Instructions for the task: Starting at the line with "of the stone" and ending after the line with "[[133, 438]]", write out those lines from the rows below again, swapping "walkway" for "footpath" and leaving everything else unchanged.

Data for the task:

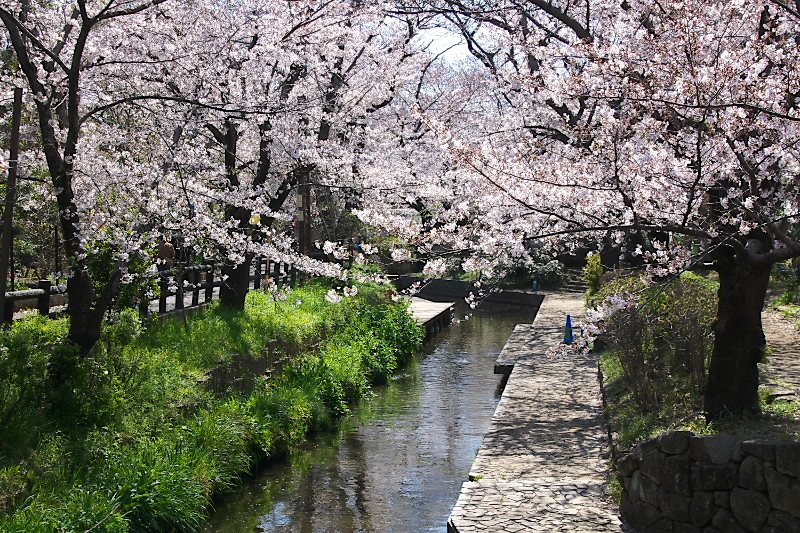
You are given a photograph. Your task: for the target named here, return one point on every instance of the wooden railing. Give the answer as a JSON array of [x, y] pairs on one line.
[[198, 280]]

==

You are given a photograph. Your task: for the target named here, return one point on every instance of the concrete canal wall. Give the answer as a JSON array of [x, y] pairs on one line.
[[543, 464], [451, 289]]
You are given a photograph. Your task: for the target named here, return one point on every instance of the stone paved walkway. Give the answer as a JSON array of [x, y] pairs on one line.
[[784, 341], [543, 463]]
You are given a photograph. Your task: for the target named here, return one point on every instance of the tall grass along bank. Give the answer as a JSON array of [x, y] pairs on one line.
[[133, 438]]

Response to the exercise:
You are given a photograph. Your task: for the target named here, return one point on every instance of the stone paved footpath. Give the answer as a JSON array of [x, y] pairs on one line.
[[784, 341], [543, 463]]
You are given a photograph. Your task: for the target named here, return one point on every instance of the tall grass along bank. Give the answer as a JSON array of [x, y] pairs on one line.
[[133, 438]]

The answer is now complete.